_YOUR TASK_
Convert the lines of the data below, from the line containing "of the **pollen" through the end of the data, inclusive, into a JSON list of strings with one string per line, omitting any blank lines.
── DATA ──
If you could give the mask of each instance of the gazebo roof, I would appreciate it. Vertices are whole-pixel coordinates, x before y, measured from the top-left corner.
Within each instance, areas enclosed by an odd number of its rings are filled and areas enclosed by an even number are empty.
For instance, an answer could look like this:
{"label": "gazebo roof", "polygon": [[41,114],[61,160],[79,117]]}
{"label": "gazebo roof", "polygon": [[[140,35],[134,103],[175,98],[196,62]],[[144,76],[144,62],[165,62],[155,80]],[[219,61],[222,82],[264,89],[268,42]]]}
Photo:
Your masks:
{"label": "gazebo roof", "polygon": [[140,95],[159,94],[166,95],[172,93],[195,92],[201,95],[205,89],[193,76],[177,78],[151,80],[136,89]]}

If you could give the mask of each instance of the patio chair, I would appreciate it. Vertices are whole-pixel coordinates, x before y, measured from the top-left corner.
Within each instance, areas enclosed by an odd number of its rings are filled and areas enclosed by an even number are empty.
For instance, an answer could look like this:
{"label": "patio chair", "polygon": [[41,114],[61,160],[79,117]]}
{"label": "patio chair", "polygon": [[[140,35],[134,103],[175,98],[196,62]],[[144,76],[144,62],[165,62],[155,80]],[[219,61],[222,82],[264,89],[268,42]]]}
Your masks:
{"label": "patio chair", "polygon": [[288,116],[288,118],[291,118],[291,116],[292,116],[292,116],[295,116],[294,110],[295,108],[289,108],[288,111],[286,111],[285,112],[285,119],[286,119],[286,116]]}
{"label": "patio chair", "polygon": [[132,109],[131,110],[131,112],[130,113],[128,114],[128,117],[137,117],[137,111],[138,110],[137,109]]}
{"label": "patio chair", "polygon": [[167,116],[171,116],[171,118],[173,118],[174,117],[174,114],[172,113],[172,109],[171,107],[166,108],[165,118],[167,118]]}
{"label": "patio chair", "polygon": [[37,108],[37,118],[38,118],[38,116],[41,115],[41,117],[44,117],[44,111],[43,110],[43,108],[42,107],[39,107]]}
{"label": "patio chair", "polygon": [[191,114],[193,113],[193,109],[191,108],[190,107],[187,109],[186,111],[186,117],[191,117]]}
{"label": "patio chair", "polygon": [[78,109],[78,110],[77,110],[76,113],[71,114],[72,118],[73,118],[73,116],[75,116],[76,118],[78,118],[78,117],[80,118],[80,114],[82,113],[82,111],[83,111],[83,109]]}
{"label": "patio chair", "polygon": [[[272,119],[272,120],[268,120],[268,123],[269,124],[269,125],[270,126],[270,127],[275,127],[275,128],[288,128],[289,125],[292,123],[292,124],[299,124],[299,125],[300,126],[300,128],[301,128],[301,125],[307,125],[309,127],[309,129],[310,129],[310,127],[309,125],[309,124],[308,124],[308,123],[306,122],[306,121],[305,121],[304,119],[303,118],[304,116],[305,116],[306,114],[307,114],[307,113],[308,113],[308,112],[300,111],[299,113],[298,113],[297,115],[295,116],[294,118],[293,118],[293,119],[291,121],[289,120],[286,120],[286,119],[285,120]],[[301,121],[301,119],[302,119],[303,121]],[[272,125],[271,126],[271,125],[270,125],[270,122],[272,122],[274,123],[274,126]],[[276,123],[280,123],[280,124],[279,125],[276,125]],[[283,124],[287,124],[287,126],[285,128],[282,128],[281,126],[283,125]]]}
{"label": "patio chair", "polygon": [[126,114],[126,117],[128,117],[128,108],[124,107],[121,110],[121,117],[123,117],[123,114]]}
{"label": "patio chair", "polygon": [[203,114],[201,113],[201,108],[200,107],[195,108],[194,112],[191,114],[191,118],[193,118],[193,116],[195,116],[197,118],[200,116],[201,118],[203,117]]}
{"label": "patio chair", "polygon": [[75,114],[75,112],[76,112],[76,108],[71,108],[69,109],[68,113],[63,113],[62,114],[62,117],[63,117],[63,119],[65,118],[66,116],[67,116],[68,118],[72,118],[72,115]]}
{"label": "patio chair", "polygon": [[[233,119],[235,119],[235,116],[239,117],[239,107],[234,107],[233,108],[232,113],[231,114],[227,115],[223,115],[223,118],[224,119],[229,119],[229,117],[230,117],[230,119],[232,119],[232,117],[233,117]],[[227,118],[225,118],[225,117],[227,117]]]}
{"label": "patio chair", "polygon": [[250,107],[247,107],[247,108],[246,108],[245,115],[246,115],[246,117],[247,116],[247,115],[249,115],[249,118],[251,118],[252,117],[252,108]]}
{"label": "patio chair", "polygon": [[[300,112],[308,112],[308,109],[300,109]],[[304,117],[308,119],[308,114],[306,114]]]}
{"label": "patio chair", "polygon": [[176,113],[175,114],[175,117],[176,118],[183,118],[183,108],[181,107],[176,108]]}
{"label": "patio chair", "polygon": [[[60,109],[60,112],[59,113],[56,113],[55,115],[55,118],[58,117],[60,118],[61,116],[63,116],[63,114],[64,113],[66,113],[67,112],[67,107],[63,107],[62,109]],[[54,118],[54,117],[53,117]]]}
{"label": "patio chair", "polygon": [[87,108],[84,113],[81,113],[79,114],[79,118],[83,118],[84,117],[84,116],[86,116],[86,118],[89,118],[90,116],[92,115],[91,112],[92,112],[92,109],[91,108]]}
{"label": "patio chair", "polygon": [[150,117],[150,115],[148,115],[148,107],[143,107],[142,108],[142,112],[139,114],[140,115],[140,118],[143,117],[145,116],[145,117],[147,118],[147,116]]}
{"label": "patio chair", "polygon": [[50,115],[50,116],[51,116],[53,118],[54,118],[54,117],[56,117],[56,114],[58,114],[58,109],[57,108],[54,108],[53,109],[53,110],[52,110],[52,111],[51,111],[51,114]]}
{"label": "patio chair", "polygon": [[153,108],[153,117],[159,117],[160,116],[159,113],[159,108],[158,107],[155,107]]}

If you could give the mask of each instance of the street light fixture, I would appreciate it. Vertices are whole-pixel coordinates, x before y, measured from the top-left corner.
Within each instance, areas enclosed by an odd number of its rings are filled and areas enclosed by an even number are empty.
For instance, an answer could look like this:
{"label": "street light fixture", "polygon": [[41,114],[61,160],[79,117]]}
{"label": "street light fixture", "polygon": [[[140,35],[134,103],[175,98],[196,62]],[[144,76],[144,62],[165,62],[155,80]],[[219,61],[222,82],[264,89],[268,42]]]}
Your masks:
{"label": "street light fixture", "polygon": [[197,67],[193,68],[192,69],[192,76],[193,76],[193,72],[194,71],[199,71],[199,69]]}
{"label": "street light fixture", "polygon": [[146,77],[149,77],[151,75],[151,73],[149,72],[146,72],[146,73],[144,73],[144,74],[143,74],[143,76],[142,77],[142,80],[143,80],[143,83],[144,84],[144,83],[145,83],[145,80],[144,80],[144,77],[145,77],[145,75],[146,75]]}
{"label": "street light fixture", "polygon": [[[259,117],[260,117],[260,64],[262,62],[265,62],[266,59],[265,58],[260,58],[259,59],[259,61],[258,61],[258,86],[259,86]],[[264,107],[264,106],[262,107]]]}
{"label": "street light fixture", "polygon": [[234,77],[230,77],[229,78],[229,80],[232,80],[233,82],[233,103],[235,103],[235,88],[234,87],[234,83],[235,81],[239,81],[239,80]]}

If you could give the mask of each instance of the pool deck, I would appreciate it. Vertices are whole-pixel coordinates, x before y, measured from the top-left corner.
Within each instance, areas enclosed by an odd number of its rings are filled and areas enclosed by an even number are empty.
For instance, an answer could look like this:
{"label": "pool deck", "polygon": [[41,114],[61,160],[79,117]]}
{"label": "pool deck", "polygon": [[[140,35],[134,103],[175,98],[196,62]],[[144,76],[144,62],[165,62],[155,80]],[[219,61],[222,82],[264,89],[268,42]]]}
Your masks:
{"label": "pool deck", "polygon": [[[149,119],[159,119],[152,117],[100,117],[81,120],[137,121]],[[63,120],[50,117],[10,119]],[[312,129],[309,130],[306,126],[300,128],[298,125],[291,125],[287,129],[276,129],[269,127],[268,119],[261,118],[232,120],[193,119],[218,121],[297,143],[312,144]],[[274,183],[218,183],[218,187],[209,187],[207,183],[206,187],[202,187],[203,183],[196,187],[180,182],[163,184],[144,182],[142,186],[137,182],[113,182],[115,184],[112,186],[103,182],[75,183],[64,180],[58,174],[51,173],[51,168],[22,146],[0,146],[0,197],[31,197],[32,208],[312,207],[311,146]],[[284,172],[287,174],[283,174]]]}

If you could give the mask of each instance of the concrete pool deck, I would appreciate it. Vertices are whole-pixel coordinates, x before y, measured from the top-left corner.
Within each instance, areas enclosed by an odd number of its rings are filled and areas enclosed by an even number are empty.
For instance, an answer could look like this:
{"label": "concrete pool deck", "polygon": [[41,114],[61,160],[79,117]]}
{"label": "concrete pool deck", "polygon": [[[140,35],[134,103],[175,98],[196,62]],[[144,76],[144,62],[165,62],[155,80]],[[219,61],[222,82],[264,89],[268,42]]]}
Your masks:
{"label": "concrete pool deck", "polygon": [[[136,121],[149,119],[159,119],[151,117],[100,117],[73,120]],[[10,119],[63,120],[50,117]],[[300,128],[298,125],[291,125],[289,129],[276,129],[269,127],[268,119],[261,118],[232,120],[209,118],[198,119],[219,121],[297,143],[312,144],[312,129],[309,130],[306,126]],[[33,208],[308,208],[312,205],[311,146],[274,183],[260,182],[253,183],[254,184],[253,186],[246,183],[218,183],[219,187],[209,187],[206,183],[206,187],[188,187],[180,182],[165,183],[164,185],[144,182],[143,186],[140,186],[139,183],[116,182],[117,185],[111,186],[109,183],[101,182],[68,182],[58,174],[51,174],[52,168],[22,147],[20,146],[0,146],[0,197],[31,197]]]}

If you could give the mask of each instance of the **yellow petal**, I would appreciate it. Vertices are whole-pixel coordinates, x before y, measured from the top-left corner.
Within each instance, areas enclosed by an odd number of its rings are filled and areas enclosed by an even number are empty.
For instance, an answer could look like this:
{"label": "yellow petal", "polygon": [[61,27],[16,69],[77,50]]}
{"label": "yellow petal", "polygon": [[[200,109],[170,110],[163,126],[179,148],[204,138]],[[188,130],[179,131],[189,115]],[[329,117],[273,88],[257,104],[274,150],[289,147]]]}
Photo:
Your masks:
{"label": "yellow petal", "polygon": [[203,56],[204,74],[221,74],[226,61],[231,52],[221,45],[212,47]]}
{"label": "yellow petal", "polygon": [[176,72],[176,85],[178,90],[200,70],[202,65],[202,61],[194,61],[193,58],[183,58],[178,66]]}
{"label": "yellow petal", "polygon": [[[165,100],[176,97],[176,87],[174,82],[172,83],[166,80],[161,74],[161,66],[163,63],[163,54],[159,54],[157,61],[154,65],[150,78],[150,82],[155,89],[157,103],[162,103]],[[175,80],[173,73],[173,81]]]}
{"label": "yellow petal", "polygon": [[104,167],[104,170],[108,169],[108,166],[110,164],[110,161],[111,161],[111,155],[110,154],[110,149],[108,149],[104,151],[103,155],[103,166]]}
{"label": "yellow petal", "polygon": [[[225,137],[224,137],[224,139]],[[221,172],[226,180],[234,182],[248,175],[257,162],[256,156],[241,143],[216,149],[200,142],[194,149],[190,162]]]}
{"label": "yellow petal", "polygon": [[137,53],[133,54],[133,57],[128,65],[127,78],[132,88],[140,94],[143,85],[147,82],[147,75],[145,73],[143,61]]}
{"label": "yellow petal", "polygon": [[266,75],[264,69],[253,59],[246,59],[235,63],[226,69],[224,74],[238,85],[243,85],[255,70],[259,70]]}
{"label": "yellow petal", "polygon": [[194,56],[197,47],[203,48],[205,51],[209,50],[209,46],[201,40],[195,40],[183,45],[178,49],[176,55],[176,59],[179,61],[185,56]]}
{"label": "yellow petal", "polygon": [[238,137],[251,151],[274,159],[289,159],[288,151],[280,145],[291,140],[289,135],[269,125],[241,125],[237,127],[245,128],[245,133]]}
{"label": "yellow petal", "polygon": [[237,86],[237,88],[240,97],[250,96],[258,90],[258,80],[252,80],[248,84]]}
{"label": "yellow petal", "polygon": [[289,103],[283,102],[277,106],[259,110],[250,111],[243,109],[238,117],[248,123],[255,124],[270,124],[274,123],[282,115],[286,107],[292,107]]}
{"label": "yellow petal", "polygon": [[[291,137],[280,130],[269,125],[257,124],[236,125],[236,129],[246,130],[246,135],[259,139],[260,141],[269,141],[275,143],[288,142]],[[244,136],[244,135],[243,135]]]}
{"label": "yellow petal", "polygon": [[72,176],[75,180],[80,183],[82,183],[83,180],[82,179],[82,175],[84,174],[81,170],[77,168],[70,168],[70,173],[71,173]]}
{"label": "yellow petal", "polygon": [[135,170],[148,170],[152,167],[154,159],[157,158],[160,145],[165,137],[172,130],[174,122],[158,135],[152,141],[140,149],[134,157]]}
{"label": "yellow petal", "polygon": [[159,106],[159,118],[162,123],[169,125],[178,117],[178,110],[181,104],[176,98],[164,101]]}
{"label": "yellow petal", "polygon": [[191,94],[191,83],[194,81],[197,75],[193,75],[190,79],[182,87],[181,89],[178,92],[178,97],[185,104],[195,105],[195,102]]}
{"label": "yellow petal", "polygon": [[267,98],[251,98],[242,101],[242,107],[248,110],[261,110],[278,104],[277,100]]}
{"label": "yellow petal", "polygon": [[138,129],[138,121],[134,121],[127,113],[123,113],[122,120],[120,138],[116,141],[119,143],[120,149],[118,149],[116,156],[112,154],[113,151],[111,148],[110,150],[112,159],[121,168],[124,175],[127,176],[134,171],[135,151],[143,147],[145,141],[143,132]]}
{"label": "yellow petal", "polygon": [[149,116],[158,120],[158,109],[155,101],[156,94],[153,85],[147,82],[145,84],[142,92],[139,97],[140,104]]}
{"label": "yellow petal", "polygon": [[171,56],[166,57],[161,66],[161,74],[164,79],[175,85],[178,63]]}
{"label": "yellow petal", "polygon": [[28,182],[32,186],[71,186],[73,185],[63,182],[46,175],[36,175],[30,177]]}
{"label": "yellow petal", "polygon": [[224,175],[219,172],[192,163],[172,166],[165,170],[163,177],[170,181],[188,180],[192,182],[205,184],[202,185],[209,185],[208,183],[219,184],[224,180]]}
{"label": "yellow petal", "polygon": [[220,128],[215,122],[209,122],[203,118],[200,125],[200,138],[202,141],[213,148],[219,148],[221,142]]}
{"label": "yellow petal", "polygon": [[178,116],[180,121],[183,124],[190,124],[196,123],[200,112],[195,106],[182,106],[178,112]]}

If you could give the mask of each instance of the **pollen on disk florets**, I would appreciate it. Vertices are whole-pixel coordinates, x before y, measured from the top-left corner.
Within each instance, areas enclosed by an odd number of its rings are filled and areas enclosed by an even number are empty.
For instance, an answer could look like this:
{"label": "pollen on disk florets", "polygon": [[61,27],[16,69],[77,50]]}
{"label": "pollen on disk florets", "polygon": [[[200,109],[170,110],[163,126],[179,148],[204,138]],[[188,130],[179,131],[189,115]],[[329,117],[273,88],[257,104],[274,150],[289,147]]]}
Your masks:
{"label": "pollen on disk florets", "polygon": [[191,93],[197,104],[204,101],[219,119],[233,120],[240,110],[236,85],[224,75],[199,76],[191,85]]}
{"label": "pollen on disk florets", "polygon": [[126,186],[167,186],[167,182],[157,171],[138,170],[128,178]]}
───
_TASK RESULT_
[
  "If you could give the mask of each instance of the **pollen on disk florets**, I would appreciate it. Vertices are whole-pixel coordinates, x before y, measured from the top-left corner.",
  "Within each instance, areas enclosed by an odd number of its rings are filled and areas enclosed by an even number are empty.",
  "For instance, an answer could look like this:",
  "{\"label\": \"pollen on disk florets\", \"polygon\": [[61,27],[16,69],[77,50]]}",
  "{\"label\": \"pollen on disk florets\", \"polygon\": [[[200,109],[170,110],[163,126],[179,148],[204,138]],[[188,130],[179,131],[189,115]],[[329,117],[273,88],[257,104],[274,150],[289,147]]]}",
  "Your masks:",
  "{\"label\": \"pollen on disk florets\", \"polygon\": [[191,93],[197,104],[204,101],[219,119],[233,120],[240,110],[236,85],[224,75],[199,76],[191,85]]}",
  "{\"label\": \"pollen on disk florets\", \"polygon\": [[126,186],[167,186],[167,182],[157,171],[138,170],[128,178]]}"
]